(Point-based annotation data)
____________

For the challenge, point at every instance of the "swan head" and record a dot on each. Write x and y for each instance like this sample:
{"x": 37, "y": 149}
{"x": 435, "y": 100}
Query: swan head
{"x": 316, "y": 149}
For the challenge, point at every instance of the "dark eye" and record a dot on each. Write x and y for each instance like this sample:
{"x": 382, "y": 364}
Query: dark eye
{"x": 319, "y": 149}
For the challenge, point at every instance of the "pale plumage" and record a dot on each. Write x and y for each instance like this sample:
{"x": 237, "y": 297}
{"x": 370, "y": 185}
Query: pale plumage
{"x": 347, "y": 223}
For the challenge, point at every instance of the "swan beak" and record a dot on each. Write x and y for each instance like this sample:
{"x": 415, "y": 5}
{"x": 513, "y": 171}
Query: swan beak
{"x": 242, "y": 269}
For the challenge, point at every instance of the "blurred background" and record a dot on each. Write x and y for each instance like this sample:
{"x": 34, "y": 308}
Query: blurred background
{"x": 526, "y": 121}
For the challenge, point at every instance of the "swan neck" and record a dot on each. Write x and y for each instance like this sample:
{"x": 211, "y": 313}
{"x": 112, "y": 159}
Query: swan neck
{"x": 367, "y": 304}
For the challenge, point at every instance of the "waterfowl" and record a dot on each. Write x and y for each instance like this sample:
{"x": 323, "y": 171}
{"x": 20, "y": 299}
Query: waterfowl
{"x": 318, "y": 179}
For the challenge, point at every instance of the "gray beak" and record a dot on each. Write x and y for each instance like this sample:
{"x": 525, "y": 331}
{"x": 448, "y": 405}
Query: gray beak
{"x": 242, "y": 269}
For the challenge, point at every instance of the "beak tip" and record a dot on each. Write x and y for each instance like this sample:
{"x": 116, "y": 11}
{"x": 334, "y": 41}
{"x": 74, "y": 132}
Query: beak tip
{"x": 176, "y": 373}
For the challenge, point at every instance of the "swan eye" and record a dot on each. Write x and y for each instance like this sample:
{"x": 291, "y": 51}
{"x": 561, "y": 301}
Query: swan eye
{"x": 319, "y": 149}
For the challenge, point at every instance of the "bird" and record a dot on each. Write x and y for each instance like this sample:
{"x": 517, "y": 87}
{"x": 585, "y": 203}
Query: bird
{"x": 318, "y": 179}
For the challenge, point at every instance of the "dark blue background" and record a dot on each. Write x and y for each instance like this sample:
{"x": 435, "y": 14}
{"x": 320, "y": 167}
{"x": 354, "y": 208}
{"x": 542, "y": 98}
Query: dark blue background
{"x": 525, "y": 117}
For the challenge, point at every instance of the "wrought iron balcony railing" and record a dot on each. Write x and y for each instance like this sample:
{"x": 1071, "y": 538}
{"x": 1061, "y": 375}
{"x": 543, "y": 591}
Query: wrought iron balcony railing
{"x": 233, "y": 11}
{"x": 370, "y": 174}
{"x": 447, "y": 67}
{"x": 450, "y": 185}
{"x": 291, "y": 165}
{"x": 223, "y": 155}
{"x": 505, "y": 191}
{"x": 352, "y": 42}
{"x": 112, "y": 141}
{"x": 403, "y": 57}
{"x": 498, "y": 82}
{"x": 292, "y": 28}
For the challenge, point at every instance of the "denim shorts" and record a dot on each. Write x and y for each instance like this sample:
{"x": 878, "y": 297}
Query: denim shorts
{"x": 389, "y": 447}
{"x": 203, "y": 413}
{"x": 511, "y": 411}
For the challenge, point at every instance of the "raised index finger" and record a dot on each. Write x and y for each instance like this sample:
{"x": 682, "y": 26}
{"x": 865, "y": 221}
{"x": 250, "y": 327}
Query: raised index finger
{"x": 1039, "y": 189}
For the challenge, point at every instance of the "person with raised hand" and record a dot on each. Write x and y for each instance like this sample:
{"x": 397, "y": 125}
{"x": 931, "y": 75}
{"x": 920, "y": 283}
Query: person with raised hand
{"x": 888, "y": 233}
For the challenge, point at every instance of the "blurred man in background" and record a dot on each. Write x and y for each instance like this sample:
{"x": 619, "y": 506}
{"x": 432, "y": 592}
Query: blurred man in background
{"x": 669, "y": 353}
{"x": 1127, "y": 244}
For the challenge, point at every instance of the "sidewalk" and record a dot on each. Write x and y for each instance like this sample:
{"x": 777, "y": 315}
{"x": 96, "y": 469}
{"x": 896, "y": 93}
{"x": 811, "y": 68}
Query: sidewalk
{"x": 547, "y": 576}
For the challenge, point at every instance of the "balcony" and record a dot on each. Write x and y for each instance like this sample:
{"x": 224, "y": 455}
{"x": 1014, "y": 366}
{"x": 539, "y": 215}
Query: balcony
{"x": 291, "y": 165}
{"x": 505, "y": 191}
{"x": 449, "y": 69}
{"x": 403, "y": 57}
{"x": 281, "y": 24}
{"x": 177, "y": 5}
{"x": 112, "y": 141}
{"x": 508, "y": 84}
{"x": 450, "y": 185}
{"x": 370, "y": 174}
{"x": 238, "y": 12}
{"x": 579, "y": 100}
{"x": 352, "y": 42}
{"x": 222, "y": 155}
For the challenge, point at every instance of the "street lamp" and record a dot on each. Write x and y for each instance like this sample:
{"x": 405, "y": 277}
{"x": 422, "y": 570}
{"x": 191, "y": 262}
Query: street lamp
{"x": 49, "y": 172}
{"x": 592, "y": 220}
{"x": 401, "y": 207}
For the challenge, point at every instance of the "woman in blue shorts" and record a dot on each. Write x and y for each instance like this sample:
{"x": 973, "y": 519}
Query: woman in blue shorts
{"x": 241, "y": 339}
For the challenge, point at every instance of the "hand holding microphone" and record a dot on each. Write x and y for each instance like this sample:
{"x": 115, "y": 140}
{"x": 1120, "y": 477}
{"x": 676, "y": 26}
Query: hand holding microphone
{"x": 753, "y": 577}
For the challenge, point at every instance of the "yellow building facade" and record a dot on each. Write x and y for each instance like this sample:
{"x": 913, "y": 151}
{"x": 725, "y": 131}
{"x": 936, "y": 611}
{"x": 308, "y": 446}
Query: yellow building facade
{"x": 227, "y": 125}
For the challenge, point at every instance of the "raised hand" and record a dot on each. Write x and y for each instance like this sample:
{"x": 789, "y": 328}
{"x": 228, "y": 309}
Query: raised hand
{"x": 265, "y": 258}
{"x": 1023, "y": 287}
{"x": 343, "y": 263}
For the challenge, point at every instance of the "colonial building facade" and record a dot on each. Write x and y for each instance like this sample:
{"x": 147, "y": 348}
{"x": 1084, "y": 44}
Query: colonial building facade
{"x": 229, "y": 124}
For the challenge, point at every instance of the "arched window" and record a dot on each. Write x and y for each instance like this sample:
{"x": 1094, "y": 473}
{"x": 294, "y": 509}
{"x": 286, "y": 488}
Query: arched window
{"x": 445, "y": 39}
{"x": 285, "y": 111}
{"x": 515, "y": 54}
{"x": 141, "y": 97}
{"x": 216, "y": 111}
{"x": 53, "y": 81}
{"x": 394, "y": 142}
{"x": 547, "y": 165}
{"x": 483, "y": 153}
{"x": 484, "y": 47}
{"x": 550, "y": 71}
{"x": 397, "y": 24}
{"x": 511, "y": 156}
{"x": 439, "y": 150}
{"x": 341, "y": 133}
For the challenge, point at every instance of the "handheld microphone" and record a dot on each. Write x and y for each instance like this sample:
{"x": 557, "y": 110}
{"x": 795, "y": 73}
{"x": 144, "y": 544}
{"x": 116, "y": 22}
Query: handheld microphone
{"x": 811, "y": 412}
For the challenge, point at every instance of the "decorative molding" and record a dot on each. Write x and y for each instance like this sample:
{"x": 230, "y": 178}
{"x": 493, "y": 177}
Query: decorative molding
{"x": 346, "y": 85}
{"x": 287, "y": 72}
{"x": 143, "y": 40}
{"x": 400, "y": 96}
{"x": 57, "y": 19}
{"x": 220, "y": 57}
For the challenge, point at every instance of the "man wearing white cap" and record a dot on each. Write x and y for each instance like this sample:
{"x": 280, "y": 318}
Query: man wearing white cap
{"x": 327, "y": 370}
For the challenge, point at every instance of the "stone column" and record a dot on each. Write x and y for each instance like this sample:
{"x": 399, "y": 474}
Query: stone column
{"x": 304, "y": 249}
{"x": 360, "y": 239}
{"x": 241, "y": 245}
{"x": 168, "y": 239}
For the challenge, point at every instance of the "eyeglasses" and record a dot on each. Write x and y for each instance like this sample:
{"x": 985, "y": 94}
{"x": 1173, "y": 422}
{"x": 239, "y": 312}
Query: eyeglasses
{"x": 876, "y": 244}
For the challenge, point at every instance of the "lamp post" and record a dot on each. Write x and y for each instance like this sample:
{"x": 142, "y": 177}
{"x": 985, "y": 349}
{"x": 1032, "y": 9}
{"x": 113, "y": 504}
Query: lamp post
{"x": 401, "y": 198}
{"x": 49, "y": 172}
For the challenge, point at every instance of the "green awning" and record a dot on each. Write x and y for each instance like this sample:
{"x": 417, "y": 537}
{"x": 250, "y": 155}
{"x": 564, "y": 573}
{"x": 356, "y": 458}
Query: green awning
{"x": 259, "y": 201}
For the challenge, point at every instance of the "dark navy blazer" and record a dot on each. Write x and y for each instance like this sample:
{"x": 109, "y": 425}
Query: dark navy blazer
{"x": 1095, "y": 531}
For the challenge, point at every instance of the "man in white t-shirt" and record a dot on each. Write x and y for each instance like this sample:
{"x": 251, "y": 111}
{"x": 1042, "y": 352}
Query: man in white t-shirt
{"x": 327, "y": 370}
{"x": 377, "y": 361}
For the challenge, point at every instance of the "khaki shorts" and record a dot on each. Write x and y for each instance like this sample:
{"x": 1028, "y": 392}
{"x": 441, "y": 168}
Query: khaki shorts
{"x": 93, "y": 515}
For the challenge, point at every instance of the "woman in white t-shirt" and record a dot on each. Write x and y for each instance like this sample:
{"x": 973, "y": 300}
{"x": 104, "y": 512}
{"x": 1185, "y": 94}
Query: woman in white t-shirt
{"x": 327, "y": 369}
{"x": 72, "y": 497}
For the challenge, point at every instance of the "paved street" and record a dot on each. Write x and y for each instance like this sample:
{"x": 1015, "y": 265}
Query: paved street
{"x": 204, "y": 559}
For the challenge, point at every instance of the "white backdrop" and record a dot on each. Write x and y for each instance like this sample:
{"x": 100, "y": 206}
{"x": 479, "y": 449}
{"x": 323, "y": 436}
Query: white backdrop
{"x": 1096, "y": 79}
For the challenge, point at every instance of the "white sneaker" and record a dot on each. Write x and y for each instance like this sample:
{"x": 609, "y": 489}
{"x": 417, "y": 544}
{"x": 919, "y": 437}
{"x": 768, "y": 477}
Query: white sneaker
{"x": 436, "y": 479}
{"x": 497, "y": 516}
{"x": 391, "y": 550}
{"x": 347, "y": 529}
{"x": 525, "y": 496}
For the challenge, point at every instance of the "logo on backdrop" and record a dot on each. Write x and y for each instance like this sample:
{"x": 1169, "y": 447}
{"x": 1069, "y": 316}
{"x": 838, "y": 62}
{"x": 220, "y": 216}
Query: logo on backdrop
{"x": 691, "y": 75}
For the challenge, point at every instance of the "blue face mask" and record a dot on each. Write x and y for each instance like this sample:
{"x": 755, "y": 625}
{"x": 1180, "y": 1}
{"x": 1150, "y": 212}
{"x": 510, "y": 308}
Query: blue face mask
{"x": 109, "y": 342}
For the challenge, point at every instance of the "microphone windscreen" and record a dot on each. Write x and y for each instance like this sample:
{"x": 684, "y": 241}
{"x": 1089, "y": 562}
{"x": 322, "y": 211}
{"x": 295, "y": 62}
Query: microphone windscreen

____________

• **PROBLEM TO SOLVE**: How many lines in the data above contain the word "denim", matching case exactly? Give only the number.

• **OUTPUT OF THE TASK**: 2